▶ [EXERCISE BRIEF]
Express the records running from the line that contains "Our annotation team needs the rock" through the line that contains "477 25 507 58", both lines included, as a Markdown table with the columns Row and Line, omitting blank lines. Include only those lines.

= = = =

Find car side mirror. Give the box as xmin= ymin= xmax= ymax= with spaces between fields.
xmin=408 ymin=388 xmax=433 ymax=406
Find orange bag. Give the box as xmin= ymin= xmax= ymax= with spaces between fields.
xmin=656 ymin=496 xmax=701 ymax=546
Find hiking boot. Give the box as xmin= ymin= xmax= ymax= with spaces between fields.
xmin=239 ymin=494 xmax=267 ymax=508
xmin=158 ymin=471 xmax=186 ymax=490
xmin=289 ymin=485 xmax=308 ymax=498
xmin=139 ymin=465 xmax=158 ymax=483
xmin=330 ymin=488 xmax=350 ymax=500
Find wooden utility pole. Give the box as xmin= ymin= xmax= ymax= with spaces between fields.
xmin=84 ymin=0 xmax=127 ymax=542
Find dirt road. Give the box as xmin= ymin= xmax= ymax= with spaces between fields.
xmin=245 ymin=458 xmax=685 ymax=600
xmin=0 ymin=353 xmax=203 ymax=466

= = = =

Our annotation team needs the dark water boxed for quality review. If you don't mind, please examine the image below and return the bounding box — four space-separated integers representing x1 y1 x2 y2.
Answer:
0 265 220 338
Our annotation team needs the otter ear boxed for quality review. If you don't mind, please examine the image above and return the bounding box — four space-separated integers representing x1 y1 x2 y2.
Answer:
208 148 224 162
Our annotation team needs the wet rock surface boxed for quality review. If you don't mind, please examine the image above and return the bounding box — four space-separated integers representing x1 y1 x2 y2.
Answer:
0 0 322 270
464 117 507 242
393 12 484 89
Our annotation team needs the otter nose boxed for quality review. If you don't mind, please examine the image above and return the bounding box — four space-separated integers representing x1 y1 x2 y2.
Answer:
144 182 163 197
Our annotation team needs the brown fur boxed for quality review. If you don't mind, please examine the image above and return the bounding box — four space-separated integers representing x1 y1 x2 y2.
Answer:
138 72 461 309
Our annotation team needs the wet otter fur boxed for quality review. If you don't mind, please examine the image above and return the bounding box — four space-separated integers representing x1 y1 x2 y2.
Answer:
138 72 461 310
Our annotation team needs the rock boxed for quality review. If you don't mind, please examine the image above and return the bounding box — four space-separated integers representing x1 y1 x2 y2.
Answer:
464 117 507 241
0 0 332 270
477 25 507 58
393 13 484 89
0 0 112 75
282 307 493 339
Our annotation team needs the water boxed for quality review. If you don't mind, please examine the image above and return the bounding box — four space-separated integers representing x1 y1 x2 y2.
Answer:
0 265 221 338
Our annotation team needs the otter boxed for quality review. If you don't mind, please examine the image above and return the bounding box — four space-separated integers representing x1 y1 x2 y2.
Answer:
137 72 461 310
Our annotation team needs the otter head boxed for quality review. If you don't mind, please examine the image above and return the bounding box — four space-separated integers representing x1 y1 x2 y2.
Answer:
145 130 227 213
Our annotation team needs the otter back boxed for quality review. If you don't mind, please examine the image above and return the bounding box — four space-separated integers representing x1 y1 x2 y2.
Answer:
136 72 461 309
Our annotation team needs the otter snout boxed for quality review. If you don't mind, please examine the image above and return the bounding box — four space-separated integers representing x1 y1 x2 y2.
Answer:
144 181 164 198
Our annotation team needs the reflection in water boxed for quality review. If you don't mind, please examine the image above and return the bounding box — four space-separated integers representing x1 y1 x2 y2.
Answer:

= = = =

▶ [FINISHED TASK]
| Row | Line |
|---|---|
| 1 | Our annotation team needs the rock boxed for quality review. If you don't mind, please examine the image above and return the bounding box — four space-separated integers representing x1 y1 x2 y2. |
| 2 | Answer: |
| 3 | 464 117 507 241 |
| 4 | 0 0 332 270 |
| 5 | 477 25 507 58 |